BRIEF
Output the lines below verbatim, everything from the one containing "[indicate] the white desk" down to the end of the lines.

Pointing dataset excerpts
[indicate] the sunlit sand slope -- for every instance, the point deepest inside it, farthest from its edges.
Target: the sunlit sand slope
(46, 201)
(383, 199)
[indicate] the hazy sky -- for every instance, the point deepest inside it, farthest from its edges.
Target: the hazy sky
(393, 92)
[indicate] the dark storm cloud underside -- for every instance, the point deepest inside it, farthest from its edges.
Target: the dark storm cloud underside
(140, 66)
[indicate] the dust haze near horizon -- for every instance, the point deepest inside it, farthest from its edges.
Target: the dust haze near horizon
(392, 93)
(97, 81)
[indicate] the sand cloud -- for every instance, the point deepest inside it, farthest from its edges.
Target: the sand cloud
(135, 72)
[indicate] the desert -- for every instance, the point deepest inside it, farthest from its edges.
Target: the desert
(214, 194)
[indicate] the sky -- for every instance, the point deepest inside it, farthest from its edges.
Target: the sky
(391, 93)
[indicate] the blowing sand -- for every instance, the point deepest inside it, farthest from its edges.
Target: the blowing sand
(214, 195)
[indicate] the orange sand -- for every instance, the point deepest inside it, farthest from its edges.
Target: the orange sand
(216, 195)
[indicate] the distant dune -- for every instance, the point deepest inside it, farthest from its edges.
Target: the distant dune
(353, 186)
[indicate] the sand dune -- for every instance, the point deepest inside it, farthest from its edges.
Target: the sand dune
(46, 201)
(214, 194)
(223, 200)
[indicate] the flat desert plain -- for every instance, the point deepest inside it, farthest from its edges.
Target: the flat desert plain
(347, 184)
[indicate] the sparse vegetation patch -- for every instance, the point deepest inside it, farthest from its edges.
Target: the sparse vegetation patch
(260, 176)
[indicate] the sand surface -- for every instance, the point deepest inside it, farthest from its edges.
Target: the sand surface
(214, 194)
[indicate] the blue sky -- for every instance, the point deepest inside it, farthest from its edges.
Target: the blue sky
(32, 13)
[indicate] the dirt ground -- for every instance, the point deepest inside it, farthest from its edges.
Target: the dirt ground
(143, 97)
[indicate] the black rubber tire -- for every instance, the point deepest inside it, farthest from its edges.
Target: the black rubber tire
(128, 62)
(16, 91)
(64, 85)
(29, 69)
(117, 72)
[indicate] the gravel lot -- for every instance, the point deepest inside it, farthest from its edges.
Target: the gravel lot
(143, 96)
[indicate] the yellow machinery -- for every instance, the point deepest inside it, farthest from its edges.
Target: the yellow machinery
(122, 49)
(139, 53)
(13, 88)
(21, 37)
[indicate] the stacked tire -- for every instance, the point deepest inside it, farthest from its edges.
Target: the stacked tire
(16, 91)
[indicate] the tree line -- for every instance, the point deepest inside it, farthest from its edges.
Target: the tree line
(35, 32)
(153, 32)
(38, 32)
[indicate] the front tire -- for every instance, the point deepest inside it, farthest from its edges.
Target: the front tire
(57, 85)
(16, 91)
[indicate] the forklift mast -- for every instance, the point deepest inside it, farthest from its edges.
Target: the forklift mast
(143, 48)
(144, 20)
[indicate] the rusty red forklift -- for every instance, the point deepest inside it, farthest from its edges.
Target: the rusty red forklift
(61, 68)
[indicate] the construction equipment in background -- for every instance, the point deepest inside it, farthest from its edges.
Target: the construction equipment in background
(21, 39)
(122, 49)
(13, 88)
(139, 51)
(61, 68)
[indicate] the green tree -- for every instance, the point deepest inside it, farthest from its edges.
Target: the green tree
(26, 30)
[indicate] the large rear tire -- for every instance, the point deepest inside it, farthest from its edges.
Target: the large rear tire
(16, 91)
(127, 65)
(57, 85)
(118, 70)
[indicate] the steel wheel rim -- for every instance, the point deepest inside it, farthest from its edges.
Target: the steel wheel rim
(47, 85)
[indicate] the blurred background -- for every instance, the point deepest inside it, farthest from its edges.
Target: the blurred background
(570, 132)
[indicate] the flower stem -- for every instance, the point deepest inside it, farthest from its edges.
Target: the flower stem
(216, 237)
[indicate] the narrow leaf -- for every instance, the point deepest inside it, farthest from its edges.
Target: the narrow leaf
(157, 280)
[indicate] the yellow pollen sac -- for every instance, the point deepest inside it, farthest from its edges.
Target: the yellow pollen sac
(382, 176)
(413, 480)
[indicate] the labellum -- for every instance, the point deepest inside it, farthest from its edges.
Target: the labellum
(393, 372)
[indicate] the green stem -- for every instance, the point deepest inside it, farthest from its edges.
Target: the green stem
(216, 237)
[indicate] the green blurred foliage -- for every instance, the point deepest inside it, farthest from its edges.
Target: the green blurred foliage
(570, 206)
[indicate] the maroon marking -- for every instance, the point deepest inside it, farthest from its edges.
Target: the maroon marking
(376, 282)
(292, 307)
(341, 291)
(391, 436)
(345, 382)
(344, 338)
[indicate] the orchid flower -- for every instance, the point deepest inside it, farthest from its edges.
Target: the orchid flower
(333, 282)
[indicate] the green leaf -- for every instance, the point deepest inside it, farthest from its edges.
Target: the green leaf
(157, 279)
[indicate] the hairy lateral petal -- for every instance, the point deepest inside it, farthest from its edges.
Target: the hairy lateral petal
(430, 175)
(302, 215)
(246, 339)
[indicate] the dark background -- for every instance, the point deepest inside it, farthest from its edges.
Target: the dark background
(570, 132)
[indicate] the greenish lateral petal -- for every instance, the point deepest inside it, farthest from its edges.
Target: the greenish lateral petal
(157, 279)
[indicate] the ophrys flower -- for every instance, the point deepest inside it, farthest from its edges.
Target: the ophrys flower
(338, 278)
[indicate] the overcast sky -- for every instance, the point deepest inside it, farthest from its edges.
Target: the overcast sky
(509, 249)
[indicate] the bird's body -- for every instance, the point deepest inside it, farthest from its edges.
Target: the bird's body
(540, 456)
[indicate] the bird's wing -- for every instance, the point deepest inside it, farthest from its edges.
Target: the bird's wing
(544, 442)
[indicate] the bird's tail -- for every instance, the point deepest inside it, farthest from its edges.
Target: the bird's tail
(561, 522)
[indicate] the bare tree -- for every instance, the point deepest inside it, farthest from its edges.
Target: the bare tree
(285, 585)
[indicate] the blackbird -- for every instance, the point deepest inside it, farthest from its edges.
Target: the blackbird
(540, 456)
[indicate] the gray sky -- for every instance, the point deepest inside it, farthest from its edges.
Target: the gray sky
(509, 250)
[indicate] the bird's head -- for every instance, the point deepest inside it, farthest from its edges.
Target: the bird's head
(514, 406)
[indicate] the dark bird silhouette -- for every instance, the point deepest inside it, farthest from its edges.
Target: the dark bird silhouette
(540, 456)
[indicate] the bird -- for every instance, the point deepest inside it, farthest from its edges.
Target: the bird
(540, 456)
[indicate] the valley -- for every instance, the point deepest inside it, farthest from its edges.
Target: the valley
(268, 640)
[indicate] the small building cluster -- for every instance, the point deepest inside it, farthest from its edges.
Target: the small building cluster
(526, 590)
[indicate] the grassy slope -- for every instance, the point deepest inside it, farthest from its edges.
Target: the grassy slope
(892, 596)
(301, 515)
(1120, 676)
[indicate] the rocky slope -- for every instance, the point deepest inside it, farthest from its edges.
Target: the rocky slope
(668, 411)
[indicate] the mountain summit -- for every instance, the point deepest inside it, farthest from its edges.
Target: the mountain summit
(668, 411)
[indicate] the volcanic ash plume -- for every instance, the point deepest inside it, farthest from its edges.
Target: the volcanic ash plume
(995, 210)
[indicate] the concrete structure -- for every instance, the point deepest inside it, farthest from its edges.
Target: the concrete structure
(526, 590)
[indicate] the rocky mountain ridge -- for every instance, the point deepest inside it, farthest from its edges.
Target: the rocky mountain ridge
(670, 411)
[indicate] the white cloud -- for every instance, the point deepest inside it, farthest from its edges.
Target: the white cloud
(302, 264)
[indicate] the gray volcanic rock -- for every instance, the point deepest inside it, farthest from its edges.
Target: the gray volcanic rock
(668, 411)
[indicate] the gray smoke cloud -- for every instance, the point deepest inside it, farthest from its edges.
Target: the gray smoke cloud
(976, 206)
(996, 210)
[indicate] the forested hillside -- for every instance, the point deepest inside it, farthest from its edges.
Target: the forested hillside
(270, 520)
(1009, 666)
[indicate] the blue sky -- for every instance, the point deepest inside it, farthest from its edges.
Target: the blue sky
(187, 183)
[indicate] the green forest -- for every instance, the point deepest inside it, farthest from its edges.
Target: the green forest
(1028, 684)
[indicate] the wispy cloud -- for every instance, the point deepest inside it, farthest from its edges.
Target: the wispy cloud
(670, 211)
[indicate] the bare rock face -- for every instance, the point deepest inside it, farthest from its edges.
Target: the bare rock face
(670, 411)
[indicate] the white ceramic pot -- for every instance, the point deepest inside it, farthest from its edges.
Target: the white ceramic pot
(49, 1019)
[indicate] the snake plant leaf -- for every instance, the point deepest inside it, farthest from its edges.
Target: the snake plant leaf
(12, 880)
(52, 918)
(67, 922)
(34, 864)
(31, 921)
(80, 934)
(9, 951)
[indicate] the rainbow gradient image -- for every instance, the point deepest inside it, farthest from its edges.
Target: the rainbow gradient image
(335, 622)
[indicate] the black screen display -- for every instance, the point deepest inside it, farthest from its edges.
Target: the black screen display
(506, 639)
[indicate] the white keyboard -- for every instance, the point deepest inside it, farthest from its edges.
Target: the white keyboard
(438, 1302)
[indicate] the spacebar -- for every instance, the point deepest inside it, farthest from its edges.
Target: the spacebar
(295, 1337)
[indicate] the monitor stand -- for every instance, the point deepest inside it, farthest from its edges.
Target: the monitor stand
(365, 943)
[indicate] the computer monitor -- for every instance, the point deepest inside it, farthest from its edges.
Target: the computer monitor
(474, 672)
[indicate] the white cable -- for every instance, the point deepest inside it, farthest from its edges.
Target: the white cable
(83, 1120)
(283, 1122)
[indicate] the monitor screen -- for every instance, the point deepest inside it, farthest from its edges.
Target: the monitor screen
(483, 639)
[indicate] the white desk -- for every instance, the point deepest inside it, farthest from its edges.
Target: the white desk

WRITTEN RESPONSE
[indicate] the white desk -- for every instance, the point deepest inside it, farthest from its edges.
Target: the white desk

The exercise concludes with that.